(Text block)
Re: Which Tokenizer to use at searching

Posted by ab...@gmail.com.

‎Hi
Oops my bad. I actually meant
While indexing A,B 
A and B should ‎give result but 
"A B" should not give result.

Also I will look at analyser.

Thanks 
Abhishek

  Original Message  
From: Erick Erickson
Sent: Monday, 10 March 2014 01:38
To: abhishek jain
Subject: Re: Which Tokenizer to use at searching

Then I don't see the problem. StandardTokenizer
(see the "text_general" fieldType) should do all this
for you automatically.

Did you look at the analysis page? I really recommend it.

Best,
Erick

On Sun, Mar 9, 2014 at 3:04 PM, abhishek jain
<ab...@gmail.com> wrote:
> Hi Erick,
> Thanks for replying,
>
> I want to index A,B (with or without space with comma) as separate words and
> also want to return results when A and B searched individually and also
> "A,B" .
>
> Please let me know your views.
> Let me know if i still havent explained correctly. I will try again.
>
> Thanks
> abhishek
>
>
> On Sun, Mar 9, 2014 at 11:49 PM, Erick Erickson <er...@gmail.com>
> wrote:
>>
>> You've contradicted yourself, so it's hard to say. Or
>> I'm mis-reading your messages.

(Data listing)
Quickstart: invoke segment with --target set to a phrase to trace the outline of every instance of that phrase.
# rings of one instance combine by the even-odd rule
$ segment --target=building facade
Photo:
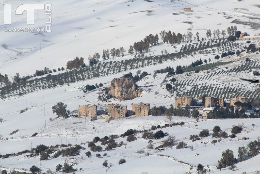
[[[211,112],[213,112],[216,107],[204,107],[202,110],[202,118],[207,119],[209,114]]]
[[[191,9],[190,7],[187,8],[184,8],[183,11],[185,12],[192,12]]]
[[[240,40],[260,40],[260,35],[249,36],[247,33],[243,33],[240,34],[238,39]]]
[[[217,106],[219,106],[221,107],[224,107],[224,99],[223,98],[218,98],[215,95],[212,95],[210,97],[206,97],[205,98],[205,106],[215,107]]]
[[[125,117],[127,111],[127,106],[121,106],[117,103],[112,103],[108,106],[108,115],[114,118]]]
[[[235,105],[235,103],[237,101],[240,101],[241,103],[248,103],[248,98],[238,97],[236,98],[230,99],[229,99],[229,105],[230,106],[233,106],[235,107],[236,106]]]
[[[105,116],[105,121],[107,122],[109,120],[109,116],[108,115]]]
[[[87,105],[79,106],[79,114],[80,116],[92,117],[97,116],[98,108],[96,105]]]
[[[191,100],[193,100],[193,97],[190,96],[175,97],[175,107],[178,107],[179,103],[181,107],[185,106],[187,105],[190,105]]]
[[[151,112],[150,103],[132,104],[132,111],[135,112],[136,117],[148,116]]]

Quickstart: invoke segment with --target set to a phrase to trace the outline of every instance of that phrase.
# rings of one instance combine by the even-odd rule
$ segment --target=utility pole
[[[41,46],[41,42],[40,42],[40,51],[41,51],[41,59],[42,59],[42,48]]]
==
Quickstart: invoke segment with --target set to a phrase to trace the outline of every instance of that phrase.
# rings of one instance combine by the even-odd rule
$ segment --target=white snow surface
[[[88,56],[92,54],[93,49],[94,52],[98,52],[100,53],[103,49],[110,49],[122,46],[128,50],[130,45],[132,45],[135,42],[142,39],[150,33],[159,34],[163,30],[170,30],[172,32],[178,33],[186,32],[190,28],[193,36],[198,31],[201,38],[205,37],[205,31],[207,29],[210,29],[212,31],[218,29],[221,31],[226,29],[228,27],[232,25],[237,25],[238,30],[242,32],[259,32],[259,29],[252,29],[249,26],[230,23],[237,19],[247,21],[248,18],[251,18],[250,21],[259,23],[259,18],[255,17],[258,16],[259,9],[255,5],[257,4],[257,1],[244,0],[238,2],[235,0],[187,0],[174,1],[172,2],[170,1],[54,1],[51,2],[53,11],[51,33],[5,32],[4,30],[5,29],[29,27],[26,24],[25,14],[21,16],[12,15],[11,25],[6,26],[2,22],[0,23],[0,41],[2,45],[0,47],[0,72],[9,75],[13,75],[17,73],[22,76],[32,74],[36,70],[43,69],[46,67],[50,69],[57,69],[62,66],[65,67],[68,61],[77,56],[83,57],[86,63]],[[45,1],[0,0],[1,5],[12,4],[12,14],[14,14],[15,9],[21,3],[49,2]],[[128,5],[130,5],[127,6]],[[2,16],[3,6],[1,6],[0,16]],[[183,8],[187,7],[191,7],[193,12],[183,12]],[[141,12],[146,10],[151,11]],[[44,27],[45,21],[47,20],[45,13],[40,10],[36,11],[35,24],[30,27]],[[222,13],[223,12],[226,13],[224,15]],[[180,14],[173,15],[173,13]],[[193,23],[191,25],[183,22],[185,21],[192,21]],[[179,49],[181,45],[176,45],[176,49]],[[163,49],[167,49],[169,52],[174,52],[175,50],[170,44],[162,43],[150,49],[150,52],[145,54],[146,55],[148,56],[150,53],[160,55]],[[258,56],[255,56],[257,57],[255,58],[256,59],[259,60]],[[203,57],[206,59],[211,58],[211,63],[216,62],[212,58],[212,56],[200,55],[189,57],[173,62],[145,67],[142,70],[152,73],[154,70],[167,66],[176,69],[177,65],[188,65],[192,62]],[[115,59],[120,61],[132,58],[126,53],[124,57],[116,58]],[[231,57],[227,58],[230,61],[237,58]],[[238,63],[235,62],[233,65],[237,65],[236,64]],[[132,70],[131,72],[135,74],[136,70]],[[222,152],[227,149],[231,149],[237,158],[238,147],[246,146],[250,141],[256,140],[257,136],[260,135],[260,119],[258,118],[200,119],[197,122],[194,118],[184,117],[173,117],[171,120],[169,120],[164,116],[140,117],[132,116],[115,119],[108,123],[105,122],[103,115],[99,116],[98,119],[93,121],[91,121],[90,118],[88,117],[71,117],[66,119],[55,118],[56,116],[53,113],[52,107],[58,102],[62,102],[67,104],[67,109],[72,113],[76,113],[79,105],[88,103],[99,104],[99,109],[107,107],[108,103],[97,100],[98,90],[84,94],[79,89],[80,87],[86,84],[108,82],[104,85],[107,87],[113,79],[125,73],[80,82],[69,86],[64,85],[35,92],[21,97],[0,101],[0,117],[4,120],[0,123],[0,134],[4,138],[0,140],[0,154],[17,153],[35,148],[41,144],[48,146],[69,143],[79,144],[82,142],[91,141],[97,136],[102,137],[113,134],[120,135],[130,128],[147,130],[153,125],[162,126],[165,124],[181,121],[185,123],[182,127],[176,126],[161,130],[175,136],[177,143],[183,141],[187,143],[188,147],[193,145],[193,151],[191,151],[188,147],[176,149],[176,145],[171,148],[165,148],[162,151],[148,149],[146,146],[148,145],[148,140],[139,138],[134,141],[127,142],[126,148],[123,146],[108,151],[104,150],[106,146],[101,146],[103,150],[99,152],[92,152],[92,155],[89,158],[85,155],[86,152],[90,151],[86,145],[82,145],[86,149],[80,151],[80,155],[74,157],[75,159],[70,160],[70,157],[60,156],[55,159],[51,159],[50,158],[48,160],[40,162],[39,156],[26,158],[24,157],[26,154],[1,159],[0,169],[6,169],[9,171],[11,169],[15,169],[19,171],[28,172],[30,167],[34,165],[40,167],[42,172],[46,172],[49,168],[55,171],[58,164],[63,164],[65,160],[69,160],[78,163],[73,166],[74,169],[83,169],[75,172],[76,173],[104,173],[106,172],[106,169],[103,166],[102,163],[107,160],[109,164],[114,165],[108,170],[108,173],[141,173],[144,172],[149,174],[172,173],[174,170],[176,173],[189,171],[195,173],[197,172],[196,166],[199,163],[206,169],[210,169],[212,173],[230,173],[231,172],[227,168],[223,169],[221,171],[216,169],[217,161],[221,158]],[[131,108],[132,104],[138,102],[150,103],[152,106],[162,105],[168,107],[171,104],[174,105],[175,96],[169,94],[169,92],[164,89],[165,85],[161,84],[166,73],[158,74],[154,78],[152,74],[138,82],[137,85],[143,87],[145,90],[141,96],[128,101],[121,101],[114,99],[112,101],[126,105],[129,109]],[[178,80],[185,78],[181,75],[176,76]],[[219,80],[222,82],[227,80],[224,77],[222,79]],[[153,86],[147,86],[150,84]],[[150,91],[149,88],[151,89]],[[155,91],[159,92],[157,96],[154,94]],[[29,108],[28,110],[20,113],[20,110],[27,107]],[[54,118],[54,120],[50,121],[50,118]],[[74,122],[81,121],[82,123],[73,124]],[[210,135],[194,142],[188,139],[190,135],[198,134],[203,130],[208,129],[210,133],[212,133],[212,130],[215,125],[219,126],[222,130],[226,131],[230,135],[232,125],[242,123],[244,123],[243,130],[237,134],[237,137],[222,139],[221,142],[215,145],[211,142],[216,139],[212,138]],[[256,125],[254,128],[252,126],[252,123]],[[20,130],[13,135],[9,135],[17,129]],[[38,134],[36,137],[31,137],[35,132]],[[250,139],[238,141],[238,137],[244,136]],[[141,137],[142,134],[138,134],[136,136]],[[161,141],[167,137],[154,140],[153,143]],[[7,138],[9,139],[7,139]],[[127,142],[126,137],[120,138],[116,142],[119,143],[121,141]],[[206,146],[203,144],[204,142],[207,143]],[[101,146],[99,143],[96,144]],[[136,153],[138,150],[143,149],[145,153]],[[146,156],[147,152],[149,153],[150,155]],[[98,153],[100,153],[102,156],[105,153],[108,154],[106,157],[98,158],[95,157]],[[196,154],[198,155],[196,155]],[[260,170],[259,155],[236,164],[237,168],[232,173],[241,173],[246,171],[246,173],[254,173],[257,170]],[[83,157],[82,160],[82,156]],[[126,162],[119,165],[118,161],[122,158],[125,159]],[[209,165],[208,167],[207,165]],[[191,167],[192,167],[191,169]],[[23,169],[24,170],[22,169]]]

(Set task 1) In the thread about choosing a tokenizer, rewrite the stretch from "On Sun, Mar 9, 2014 at 3:04" through "know your views." with "separate" replaced by "distinct".
(Set task 2) According to the thread about choosing a tokenizer, why does Erick say in his earliest reply that "it's hard to say"?

(Worked solution 1)
On Sun, Mar 9, 2014 at 3:04 PM, abhishek jain
<ab...@gmail.com> wrote:
> Hi Erick,
> Thanks for replying,
>
> I want to index A,B (with or without space with comma) as distinct words and
> also want to return results when A and B searched individually and also
> "A,B" .
>
> Please let me know your views.

(Worked solution 2) He says Abhishek has contradicted himself. He also allows that he may be misreading Abhishek's messages.